# Prompt:
Copy the review of Teeth (2008) below in full, with no changes.

# Document segment:
◆ ◆ ◆ ◆ ◆ ◆ ◆

Thursday, April 24, 2008

Teeth (2008)


This is the best flesh-eating-vagina movie ever made. But it's the only flesh-eating-vagina movie. At least as far as I know. I'll have to ask my friend Jim about it, and then he'll probably name like 10 Japanese movies about killer vaginas. But if flesh-eating-vaginas becomes a Hollywood genre, Teeth (2008) will be the Black Christmas of its kind: A movie that is important because it's the first one, but also a movie that just isn't all that great. Though we can't ignore the glaring truth: flesh eating vagina movies will never be important.

Some of this was really great. There were times during the beginning when it reminded me, of all things actually, of early Tim Burton stuff. Like the twisted suburban fantasy stuff. The main character, Dawn, lives in a quiet neighborhood with her ailing mom and stepdad, and as she bikes home from school one day, we see the looming towers of a nuclear power plant behind her house (hinting at the cause of Dawn's "gift"). The music is bright and plucky, reflecting Dawn's virtuousness and her good little go-getter attitude. Then there a bunch of up and down moments. Some don't quite work, like the scenes where Dawn is explaining abstinence to the Purity Ring kids at school, which I thought could have been funnier. And then other scenes are on point, like the dorky dude at the end who finally gets to sleep with Dawn, who he's lusted after throughout high school. At this point Dawn has learned to harness her power, and since he seems like a nice enough guy (rather than the wayward Purity Ring kid who gets a little overzealous), she uh, allows him to enter...but then he calls his buddy in the middle of the act to brag about his conquest, and oops, bad move dude. The facial expressions in this scene are so good.

◆ ◆ ◆ ◆ ◆ ◆ ◆

# Given information:

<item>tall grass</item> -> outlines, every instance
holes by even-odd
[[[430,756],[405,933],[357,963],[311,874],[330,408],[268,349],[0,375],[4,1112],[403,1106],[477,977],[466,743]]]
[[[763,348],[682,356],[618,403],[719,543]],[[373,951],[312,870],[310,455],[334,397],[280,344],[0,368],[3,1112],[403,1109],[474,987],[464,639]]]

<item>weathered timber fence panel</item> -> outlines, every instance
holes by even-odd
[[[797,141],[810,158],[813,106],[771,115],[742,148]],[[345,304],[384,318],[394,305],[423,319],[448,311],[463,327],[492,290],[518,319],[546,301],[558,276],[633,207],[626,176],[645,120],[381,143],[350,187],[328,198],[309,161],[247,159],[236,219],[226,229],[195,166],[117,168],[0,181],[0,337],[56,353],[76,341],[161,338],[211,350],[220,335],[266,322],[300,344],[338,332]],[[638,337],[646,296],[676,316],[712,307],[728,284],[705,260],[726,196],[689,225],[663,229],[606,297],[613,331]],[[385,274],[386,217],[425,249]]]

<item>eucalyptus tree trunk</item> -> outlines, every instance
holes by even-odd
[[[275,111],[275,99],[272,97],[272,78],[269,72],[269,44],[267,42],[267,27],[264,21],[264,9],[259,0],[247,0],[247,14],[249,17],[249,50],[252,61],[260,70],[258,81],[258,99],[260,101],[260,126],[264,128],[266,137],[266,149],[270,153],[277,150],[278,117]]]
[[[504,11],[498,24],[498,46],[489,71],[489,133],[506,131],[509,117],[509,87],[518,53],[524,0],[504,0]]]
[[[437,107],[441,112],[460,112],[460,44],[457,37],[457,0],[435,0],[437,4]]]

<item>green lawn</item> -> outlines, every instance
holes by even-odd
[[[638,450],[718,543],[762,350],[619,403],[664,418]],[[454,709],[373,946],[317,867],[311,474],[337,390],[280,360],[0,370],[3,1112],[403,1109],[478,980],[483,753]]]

◆ ◆ ◆ ◆ ◆ ◆ ◆

# Exercise solution:
Thursday, April 24, 2008

Teeth (2008)


This is the best flesh-eating-vagina movie ever made. But it's the only flesh-eating-vagina movie. At least as far as I know. I'll have to ask my friend Jim about it, and then he'll probably name like 10 Japanese movies about killer vaginas. But if flesh-eating-vaginas becomes a Hollywood genre, Teeth (2008) will be the Black Christmas of its kind: A movie that is important because it's the first one, but also a movie that just isn't all that great. Though we can't ignore the glaring truth: flesh eating vagina movies will never be important.

Some of this was really great. There were times during the beginning when it reminded me, of all things actually, of early Tim Burton stuff. Like the twisted suburban fantasy stuff. The main character, Dawn, lives in a quiet neighborhood with her ailing mom and stepdad, and as she bikes home from school one day, we see the looming towers of a nuclear power plant behind her house (hinting at the cause of Dawn's "gift"). The music is bright and plucky, reflecting Dawn's virtuousness and her good little go-getter attitude. Then there a bunch of up and down moments. Some don't quite work, like the scenes where Dawn is explaining abstinence to the Purity Ring kids at school, which I thought could have been funnier. And then other scenes are on point, like the dorky dude at the end who finally gets to sleep with Dawn, who he's lusted after throughout high school. At this point Dawn has learned to harness her power, and since he seems like a nice enough guy (rather than the wayward Purity Ring kid who gets a little overzealous), she uh, allows him to enter...but then he calls his buddy in the middle of the act to brag about his conquest, and oops, bad move dude. The facial expressions in this scene are so good.